_Problems to work on:_
a – List every full calendar date (day, month, and year) given in the passage on ERA-40 surface temperature analyses.
b – Pick up the passage on ERA-40 surface temperature analyses and continue it from its final sentence.

Table 1. Linear Trends for the CRU, ERA-40, and NCEP/NCAR Analyses and for the ERA-40 Background Forecastsa
Linear trends are in °C/decade.
 The discrepancy between the ERA-40 and CRU curves in Figure 1 is most marked before 1967. This is related to limited availability of surface observations for ERA-40 combined with a near-surface warm bias in the background forecasts. Most of the observations from before 1979 were supplied for assimilation in ERA-40 by NCAR, whose holdings for the early years of ERA-40 had some serious deficiencies at the time of data supply, with very few synoptic reports from Australia and several European countries, for example. Coverage in fact declines from 1958 to 1966. Data from many countries can be seen to be missing in the data coverage for the 1200 UTC analysis for 1 July 1966 shown in Figure 2 (left). This example is typical for the years 1965 and 1966. Many more observations were supplied from 1967 onward, initially from NCAR's copy of a U.S. Air Force archive. They not only filled national gaps but also increased the density of coverage generally. The number of observations jumps on 1 January 1967 and increases during subsequent months; the coverage for 1 July 1967 is shown in Figure 2 (right).

_Dataset section:_

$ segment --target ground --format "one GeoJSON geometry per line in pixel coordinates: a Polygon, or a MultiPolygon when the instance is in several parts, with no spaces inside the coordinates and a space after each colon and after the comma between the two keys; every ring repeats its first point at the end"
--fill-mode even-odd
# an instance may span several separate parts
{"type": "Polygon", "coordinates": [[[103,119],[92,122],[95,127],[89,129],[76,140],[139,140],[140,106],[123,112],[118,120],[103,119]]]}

_Expected outputs:_
a –
1 July 1966
1 January 1967
1 July 1967

b –
 Antarctic observations for the early years were provided not only by NCAR but also by the Australian Bureau of Meteorology and the British Antarctic Survey. Data from the latter source were used by Jones and Moberg  in producing the CRUTEM2v data set; see also Turner et al. . Because of a technical problem, not all were assimilated in ERA-40.
 A complete set of data coverage maps showing observation frequencies month by month for each observation type can be viewed on the project Web site (http://www.ecmwf.int/research/era/) in the section on monitoring. The Web site plots of surface synoptic data coverage, unlike those in Figure 2, include stations reporting only snow depth. Snow depth observations were analyzed in ERA-40 to provide initial snow conditions for the background forecasts, and thereby they locally influence background 2-m temperatures and hence the 2-m temperature analyses. Snow data were limited to Canada for the early years of ERA-40. Data for the former Soviet Union were available from 1966 onward, but data for other countries could be used only from 1976 onward.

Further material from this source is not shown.